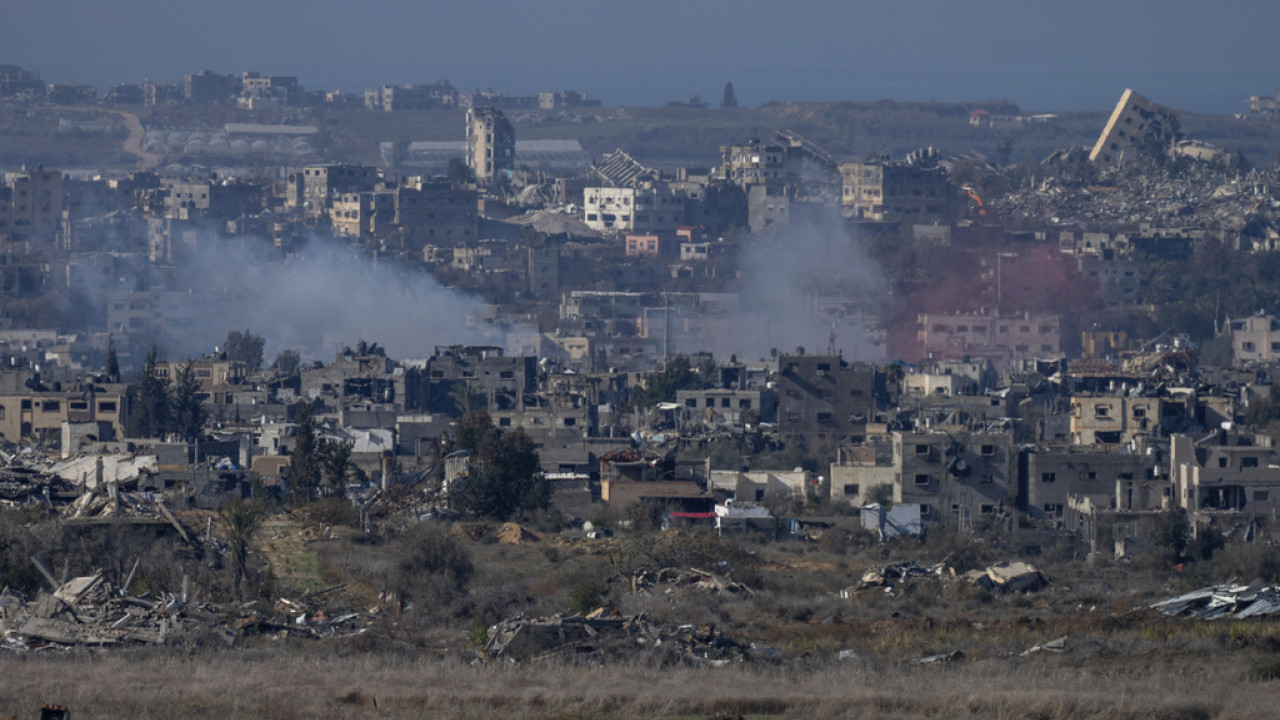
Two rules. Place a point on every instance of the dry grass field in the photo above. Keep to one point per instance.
(291, 684)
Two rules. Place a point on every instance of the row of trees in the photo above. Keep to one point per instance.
(316, 466)
(164, 408)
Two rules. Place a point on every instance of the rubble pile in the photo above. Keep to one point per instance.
(899, 573)
(1009, 577)
(1129, 195)
(1228, 600)
(612, 637)
(671, 580)
(91, 611)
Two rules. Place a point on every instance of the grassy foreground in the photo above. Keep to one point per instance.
(289, 684)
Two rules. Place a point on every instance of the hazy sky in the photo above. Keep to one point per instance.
(1075, 54)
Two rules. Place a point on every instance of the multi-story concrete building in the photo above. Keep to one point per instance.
(754, 163)
(28, 405)
(1226, 475)
(1050, 477)
(1105, 419)
(1134, 123)
(956, 477)
(435, 213)
(1255, 340)
(647, 209)
(315, 187)
(208, 87)
(490, 144)
(397, 98)
(1023, 336)
(894, 192)
(822, 397)
(362, 214)
(31, 205)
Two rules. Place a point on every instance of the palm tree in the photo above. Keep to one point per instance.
(241, 520)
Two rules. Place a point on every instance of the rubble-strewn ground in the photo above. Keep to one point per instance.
(691, 627)
(288, 684)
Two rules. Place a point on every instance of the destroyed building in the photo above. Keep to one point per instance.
(1001, 337)
(822, 397)
(912, 191)
(1136, 124)
(955, 475)
(490, 145)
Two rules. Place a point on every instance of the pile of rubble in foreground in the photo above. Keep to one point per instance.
(91, 611)
(613, 637)
(1228, 600)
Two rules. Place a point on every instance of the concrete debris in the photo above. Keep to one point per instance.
(513, 533)
(895, 574)
(613, 637)
(1210, 195)
(1051, 646)
(954, 656)
(1228, 600)
(1009, 577)
(671, 580)
(92, 611)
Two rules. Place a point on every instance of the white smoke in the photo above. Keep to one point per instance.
(324, 297)
(808, 283)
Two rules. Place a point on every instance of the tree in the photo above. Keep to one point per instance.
(187, 413)
(288, 361)
(241, 520)
(305, 460)
(334, 463)
(1174, 533)
(113, 364)
(506, 473)
(430, 566)
(457, 171)
(662, 386)
(730, 99)
(245, 347)
(150, 414)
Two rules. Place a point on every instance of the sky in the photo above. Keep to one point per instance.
(1061, 55)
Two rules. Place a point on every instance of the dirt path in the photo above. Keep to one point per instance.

**What you need to do:**
Reproduce verbatim the part of the entries that opens with the line containing "Two rules. Place a point on every instance of the concrete" and continues through the end of the entries, including both the opening line and the final line.

**Output for this exercise:**
Two rules. Place a point on every instance of the concrete debris in the photo above. Keep to one point per instance.
(513, 533)
(895, 574)
(613, 637)
(1210, 195)
(1051, 646)
(954, 656)
(1228, 600)
(1009, 577)
(671, 580)
(92, 611)
Two rules. Place a point on every instance of the white smoke in the photo above. Keep to one point per instance.
(324, 297)
(808, 283)
Two rules. Place a point on every instance of the tree in the photo above. Keep to one point per instance.
(187, 413)
(288, 361)
(241, 520)
(305, 460)
(334, 463)
(1174, 533)
(113, 364)
(506, 473)
(430, 566)
(457, 171)
(662, 386)
(730, 99)
(245, 347)
(150, 414)
Two rules. Place a point on every instance of the sky in the photo above. Keep to one point per instance.
(1061, 55)
Two rules. Place a point on every instance of the dirt path in the photo above. Keep to one point per instance.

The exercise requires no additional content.